>>>>
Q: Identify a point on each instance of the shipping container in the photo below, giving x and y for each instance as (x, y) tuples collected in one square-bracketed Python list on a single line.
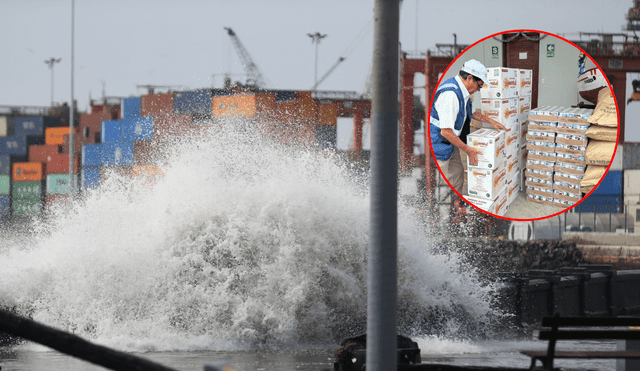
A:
[(197, 102), (91, 155), (59, 164), (18, 144), (137, 129), (55, 135), (6, 127), (90, 177), (110, 131), (42, 152), (242, 106), (131, 108), (34, 125), (24, 190), (117, 153), (5, 184), (58, 184), (327, 114), (27, 172), (27, 207)]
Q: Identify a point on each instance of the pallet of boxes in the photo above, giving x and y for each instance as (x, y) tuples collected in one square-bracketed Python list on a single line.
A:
[(556, 159), (494, 183), (603, 136)]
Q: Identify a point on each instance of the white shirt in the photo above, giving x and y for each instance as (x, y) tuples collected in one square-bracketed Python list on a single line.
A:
[(448, 106)]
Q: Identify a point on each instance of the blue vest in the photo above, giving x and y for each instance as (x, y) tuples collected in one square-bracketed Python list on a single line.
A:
[(442, 148)]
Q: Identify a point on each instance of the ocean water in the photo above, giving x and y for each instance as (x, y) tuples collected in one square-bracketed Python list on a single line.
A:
[(243, 251)]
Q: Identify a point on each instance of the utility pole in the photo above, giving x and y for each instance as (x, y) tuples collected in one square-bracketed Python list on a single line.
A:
[(315, 38), (50, 62)]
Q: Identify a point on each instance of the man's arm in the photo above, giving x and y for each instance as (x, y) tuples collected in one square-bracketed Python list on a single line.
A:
[(449, 135), (482, 118)]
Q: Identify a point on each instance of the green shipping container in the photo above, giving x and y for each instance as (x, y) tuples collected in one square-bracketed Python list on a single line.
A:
[(27, 206), (58, 184), (27, 190), (5, 185)]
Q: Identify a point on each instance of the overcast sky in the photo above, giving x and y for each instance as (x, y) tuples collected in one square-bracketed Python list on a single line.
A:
[(123, 43)]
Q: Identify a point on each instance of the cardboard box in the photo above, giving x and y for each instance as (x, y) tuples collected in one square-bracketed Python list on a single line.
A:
[(512, 163), (492, 144), (525, 82), (538, 125), (512, 188), (572, 139), (483, 204), (503, 110), (540, 136), (524, 107), (486, 183), (546, 113), (501, 202), (503, 83), (542, 156)]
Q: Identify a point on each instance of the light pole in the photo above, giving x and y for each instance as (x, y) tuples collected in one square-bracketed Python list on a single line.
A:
[(50, 62), (315, 38)]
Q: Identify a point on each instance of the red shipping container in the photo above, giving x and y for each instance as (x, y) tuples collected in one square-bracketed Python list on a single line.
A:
[(41, 153), (27, 171), (59, 163)]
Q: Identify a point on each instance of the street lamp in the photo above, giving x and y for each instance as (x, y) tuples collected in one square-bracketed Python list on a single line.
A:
[(315, 38), (50, 62)]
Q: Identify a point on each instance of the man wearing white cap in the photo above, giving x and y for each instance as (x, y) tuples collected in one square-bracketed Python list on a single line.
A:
[(451, 114)]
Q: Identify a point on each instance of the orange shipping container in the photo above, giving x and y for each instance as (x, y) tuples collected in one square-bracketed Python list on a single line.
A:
[(328, 114), (243, 105), (27, 171), (55, 135)]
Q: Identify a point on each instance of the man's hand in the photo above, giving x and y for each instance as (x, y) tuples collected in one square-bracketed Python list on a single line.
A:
[(473, 153)]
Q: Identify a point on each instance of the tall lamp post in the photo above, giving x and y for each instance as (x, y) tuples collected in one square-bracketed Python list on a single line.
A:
[(315, 38), (50, 62)]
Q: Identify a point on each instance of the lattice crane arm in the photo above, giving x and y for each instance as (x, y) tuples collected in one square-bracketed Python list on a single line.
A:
[(254, 76)]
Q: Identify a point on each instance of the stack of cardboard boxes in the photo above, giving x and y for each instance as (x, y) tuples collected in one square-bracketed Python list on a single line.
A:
[(556, 163), (494, 182)]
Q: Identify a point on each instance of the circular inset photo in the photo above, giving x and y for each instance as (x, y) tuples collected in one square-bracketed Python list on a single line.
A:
[(523, 125)]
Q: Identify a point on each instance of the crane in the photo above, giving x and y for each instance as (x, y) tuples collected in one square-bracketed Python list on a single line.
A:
[(254, 76)]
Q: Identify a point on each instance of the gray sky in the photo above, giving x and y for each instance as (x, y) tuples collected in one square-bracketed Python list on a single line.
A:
[(167, 42)]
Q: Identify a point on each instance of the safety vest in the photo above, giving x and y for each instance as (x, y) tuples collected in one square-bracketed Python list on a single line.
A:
[(442, 148)]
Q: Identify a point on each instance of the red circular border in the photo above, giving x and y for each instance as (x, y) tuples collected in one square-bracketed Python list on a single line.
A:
[(514, 31)]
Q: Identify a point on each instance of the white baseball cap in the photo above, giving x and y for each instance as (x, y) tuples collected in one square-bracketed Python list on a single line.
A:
[(476, 69)]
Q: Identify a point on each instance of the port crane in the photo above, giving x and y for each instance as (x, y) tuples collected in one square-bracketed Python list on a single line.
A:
[(254, 76)]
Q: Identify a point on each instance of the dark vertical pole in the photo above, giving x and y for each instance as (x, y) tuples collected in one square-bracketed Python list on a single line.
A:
[(383, 227)]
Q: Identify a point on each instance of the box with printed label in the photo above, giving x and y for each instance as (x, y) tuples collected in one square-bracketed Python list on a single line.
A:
[(525, 82), (492, 144), (501, 202), (512, 163), (503, 83), (513, 188), (483, 204), (486, 183), (503, 110), (524, 107)]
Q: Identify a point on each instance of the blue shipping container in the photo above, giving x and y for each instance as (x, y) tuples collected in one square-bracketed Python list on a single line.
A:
[(90, 177), (600, 204), (18, 144), (5, 206), (34, 125), (197, 102), (110, 131), (131, 108), (117, 153), (137, 129), (611, 184), (91, 155)]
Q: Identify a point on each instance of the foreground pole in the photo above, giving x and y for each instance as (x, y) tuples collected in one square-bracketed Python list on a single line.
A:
[(383, 227)]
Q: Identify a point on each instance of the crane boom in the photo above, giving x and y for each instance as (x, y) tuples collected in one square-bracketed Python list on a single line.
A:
[(254, 76)]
<<<<
**DIRECTIONS**
Each line of the entries that contains the word "vest" should be listed.

**PROBLEM SOLUTION**
Q: Identify a point on each instance of the blue vest in the photo above, giving x and y for each instance as (x, y) tuples collected in one square-bracketed Python list on a single line.
Q: Identify a point on each instance of the safety vest in the photo above, giving x and y for each instance as (x, y) tuples collected in one square-bracketed Python list on a single line.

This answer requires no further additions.